### Records supplied
== == ==
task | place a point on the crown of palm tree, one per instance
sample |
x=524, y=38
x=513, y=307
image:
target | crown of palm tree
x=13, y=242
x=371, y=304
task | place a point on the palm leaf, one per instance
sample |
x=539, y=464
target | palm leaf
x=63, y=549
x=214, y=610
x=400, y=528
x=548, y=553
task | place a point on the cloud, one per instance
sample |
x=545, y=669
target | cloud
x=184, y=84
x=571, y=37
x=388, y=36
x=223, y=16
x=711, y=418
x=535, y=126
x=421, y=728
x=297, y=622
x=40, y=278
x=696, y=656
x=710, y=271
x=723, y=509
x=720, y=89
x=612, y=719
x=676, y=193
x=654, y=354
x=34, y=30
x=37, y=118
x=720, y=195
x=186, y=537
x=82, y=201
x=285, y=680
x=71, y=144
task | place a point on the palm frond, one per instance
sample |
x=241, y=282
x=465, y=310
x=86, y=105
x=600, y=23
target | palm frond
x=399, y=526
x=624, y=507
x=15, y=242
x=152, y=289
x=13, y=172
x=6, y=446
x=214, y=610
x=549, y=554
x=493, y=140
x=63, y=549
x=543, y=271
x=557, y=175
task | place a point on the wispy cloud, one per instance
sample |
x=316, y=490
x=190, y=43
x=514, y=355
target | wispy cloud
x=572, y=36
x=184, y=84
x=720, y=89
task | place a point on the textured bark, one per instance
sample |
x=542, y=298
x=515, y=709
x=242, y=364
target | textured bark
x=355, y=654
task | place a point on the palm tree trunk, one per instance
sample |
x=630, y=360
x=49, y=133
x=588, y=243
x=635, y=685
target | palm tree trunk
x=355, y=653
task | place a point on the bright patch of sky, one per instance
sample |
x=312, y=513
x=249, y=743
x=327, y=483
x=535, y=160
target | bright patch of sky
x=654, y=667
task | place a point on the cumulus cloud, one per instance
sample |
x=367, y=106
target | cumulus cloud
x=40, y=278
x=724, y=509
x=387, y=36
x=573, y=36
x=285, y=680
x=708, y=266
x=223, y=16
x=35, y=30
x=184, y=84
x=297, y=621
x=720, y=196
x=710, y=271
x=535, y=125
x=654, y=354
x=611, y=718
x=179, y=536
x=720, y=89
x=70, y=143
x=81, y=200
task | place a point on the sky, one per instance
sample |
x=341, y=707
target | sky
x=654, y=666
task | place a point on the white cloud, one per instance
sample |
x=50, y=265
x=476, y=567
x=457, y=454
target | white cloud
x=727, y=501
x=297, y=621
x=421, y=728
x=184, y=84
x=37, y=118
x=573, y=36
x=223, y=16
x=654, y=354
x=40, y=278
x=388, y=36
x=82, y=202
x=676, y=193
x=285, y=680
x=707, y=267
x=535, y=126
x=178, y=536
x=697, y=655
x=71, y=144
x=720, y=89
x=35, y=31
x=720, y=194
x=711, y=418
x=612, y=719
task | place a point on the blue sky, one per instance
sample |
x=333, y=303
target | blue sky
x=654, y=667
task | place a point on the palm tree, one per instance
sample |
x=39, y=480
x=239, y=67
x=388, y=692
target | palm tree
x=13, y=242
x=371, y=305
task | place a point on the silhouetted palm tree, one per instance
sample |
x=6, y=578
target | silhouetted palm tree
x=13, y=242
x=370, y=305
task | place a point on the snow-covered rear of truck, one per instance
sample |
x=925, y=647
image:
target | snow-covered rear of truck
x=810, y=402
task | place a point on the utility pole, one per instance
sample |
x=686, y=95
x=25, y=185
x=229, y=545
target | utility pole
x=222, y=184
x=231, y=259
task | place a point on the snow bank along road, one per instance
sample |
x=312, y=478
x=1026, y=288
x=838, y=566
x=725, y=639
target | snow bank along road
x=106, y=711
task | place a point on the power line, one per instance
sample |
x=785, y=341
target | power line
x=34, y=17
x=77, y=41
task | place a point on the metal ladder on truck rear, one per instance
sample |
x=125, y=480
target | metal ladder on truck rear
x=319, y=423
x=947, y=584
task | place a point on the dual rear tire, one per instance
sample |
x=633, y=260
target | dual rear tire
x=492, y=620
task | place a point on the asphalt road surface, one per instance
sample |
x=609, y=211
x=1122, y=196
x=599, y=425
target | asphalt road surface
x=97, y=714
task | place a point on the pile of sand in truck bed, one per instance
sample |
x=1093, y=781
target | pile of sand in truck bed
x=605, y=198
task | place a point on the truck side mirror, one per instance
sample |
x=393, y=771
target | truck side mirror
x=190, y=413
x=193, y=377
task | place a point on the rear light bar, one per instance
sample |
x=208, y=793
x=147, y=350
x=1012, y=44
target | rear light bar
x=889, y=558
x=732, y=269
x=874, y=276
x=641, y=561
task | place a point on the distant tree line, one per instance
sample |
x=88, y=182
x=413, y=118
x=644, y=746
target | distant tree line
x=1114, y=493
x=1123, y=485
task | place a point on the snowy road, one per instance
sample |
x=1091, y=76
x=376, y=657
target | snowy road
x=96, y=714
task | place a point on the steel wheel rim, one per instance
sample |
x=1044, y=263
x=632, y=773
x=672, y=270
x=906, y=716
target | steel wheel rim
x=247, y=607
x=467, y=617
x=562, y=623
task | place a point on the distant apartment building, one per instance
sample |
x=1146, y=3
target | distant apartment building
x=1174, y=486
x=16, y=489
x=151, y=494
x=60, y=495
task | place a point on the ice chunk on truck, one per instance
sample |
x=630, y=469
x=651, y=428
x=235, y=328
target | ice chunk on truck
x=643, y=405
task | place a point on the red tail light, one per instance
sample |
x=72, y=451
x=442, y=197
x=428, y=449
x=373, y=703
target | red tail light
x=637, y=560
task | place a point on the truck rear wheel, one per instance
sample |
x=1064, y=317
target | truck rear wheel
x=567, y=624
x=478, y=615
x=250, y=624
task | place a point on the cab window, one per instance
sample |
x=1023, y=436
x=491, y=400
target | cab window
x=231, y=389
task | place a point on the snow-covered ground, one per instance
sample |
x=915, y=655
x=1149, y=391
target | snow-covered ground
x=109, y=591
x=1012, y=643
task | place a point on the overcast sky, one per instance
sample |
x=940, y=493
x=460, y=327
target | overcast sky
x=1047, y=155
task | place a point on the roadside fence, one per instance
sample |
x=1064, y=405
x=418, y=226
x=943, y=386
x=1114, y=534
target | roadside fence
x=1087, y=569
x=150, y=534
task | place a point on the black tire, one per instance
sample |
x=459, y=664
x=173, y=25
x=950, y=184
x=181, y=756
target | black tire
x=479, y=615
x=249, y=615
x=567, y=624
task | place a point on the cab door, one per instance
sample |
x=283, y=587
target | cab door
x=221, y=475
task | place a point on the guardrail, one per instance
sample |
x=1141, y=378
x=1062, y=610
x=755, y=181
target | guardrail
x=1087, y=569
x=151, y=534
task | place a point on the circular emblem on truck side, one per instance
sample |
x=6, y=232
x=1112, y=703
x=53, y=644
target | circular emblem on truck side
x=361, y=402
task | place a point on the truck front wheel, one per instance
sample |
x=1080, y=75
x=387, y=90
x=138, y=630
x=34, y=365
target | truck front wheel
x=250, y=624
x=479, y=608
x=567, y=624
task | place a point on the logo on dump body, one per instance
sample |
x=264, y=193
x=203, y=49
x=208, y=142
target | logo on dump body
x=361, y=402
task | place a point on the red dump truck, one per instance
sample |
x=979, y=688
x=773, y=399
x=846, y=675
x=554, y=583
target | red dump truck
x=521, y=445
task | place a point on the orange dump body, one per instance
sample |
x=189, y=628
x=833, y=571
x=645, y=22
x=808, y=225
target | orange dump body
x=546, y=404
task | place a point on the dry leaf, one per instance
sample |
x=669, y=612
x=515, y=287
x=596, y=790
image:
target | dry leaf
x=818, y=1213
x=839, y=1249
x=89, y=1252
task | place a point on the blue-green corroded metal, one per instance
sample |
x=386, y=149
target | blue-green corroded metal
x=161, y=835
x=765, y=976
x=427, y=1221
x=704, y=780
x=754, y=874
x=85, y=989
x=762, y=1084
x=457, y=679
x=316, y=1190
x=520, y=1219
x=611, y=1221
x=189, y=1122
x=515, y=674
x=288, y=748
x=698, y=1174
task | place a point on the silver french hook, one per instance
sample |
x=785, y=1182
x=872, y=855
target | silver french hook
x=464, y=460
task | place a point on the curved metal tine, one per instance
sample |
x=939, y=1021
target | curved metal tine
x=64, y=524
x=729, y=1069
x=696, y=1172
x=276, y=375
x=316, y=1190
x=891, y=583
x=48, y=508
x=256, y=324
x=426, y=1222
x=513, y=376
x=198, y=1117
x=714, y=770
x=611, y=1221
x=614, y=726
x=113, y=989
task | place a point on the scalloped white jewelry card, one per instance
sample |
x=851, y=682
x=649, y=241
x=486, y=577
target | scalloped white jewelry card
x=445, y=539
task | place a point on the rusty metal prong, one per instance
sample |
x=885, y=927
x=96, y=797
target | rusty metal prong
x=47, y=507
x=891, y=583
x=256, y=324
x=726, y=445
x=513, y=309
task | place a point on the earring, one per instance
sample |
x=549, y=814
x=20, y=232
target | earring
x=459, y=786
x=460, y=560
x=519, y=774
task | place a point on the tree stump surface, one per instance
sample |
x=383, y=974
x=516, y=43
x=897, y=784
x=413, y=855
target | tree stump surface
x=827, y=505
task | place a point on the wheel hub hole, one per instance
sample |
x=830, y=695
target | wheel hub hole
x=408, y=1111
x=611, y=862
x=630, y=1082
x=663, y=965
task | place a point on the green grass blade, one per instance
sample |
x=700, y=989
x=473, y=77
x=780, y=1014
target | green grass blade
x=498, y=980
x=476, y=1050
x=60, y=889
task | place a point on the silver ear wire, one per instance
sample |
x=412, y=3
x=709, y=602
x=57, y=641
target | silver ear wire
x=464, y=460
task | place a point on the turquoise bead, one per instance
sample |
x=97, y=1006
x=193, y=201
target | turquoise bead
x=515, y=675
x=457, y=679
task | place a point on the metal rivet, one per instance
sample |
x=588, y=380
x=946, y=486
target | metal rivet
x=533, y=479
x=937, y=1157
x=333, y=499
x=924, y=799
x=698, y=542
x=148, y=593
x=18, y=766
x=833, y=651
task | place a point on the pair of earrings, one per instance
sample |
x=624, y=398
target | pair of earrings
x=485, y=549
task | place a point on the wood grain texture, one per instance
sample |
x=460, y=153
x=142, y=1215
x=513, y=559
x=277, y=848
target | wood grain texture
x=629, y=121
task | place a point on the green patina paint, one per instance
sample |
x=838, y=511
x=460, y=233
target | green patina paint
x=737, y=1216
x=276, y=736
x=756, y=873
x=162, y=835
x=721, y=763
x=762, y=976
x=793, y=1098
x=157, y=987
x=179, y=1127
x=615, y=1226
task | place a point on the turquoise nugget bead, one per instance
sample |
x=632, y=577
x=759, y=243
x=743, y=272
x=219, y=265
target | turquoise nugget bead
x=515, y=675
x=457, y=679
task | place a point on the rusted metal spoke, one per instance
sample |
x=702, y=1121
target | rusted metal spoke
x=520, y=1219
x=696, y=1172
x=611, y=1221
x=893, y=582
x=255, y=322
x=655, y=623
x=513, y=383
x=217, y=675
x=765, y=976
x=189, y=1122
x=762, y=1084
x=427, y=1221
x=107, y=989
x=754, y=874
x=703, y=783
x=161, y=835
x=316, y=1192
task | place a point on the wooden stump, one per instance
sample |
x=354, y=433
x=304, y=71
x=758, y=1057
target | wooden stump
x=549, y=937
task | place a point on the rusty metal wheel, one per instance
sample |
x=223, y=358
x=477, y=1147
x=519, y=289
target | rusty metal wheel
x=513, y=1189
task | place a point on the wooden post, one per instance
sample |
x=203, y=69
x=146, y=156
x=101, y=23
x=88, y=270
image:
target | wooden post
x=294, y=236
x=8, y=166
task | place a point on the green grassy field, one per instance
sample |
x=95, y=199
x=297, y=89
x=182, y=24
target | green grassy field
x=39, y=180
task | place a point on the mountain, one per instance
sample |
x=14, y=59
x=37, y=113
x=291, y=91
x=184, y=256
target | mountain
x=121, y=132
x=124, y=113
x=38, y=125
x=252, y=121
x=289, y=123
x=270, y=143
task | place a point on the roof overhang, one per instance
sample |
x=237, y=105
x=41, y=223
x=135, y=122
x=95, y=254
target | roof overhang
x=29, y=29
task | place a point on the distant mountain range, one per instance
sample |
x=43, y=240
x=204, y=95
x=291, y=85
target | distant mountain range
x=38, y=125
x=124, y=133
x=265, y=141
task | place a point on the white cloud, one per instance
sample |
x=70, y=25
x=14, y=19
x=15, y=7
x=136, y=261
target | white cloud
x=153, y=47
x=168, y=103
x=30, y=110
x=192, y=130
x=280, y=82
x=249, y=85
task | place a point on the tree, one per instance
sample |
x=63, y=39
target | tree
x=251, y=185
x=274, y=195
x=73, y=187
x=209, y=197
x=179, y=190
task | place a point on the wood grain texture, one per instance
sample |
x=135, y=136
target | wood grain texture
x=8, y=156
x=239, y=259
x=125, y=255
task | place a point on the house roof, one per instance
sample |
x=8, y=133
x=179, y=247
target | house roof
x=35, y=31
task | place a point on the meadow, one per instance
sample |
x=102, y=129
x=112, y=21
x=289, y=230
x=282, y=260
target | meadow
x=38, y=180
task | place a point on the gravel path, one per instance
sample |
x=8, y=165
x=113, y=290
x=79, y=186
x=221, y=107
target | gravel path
== == ==
When the line with "x=20, y=232" is reached in the data above, start copying there, and copy each line exactly until the line with "x=277, y=848" has been copied; copy nothing else.

x=20, y=232
target | earring
x=459, y=786
x=460, y=560
x=519, y=774
task | place a point on the tree stump surface, one per instance
sample |
x=383, y=974
x=516, y=43
x=897, y=784
x=413, y=855
target | tree stump surface
x=827, y=505
task | place a point on the wheel hub hole, one per instance
sample |
x=830, y=695
target | wheel hub hole
x=408, y=1111
x=611, y=862
x=630, y=1082
x=663, y=965
task | place a point on the green grass blade, one per instance
sample |
x=700, y=989
x=473, y=77
x=780, y=1014
target | green grass blade
x=498, y=980
x=476, y=1050
x=60, y=889
task | place a point on the silver ear wire, one per instance
sample |
x=412, y=3
x=709, y=602
x=57, y=641
target | silver ear wire
x=464, y=460
task | place a point on the turquoise bead, one per instance
sample |
x=97, y=1006
x=193, y=201
target | turquoise bead
x=515, y=675
x=457, y=679
task | place a point on the metal rivet, one per instance
sample |
x=588, y=380
x=946, y=486
target | metal rivet
x=533, y=479
x=937, y=1157
x=333, y=499
x=924, y=799
x=698, y=542
x=148, y=593
x=18, y=766
x=833, y=651
task | place a point on the pair of earrings, one per instance
sample |
x=624, y=398
target | pair of earrings
x=485, y=549
task | place a point on the wood grain texture, one per instance
sample |
x=460, y=153
x=142, y=1215
x=513, y=559
x=277, y=848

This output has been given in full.